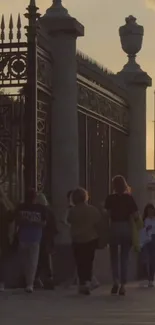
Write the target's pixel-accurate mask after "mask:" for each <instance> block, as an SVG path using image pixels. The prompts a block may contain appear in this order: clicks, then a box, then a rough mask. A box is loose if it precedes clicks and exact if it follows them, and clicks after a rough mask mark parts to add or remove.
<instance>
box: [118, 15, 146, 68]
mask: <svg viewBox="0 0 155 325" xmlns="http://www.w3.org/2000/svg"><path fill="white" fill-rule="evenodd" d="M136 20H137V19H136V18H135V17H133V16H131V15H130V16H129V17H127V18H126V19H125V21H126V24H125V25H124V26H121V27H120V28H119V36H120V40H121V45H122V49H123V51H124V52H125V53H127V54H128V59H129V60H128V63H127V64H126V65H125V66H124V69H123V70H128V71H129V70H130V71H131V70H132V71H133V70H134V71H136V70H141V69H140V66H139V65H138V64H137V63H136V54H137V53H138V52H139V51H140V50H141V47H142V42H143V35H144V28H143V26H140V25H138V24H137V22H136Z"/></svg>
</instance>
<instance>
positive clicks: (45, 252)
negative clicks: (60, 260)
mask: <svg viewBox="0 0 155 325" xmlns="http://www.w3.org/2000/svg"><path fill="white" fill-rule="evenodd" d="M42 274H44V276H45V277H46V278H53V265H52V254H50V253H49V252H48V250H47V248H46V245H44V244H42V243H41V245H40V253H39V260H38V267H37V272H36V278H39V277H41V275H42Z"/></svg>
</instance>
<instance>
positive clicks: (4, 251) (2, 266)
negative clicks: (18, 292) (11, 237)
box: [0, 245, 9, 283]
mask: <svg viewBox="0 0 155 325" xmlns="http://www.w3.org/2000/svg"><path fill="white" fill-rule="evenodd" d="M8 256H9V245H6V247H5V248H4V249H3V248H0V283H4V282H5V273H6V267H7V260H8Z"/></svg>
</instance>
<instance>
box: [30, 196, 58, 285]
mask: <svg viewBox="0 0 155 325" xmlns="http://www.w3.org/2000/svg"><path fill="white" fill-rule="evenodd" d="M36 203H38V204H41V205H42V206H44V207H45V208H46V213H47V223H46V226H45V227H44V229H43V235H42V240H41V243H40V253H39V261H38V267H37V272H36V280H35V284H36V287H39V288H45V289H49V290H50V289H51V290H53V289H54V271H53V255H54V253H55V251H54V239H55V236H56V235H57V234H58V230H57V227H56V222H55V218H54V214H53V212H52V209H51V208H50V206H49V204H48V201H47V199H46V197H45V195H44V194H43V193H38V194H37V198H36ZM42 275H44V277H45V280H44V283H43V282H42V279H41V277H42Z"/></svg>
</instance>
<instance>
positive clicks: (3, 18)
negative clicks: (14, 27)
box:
....
*Problem to work on*
Go through the records above and return each line in which the word "positive" occurs.

*Result for this exercise*
positive clicks: (45, 252)
positive clicks: (4, 251) (2, 266)
positive clicks: (3, 18)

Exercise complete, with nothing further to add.